Reproduce the material below word for word, but leave out the picture.

Collected data:
————————

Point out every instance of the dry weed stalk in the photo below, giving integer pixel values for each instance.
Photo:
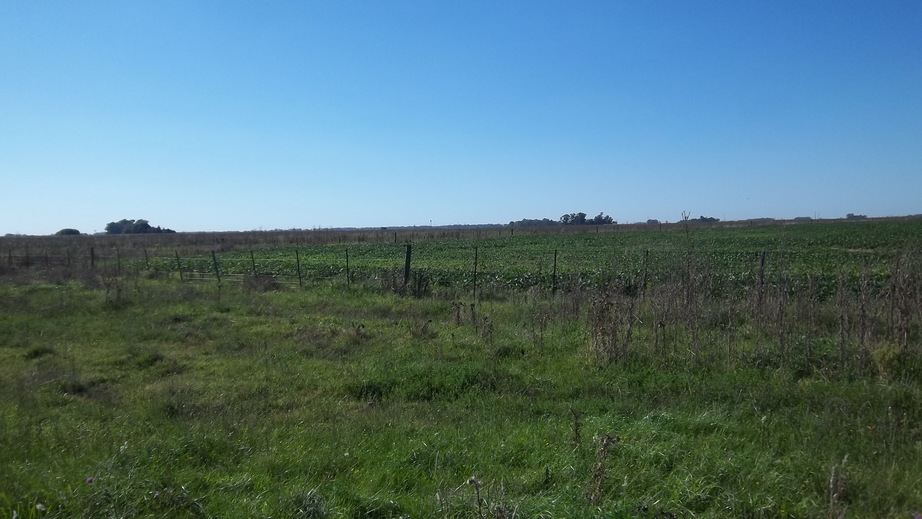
(838, 491)
(598, 470)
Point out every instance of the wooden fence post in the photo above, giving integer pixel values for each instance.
(646, 255)
(761, 292)
(476, 260)
(179, 267)
(217, 271)
(348, 276)
(406, 267)
(298, 264)
(554, 278)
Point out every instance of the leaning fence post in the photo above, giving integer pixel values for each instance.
(217, 271)
(179, 267)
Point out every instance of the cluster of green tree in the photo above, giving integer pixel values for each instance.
(133, 227)
(567, 219)
(580, 219)
(704, 219)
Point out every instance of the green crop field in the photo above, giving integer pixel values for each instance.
(758, 371)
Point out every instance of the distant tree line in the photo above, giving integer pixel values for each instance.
(567, 219)
(134, 227)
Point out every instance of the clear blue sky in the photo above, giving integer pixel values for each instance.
(223, 115)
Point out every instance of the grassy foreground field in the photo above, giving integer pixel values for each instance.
(704, 387)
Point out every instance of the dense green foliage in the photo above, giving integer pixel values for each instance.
(793, 391)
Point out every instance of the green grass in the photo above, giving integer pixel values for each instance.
(190, 400)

————————

RESULT OF THE EXERCISE:
Point out every instance of the dry weed stalk in the photo below, giving integer pixel values for each instance.
Photo:
(838, 491)
(598, 470)
Point out every instance of the wooden fence post in the photo above, giving integer pixel values for each instance.
(646, 255)
(761, 292)
(476, 260)
(179, 267)
(217, 271)
(348, 276)
(406, 267)
(298, 264)
(554, 278)
Point out every instance of the leaning fence post in the photo above, giving integer pixel values for each instance.
(217, 271)
(179, 267)
Point out every instance of the cluster of green tree in the photo above, giving integer pixel values for each instance.
(133, 227)
(567, 219)
(580, 219)
(704, 219)
Point out every instance of the green crop field in the photo above, giving integer pixel values for each instance.
(758, 371)
Point out every instance of the distant tree line in the photo above, giving integer pixel values for each instance.
(567, 219)
(134, 227)
Point out every instance of the clear blue sky in the photo above, giving integer pixel values for each instance.
(223, 115)
Point out every instance of the grassy foreground field in the photo above, giving integer pixel values for each instance.
(704, 387)
Point out every instance of the dense green foliage in the photo above, giving integer pixel values for each instance.
(793, 391)
Point out every instance of the green grass in the photo above, giving integer pixel values for each instance.
(190, 400)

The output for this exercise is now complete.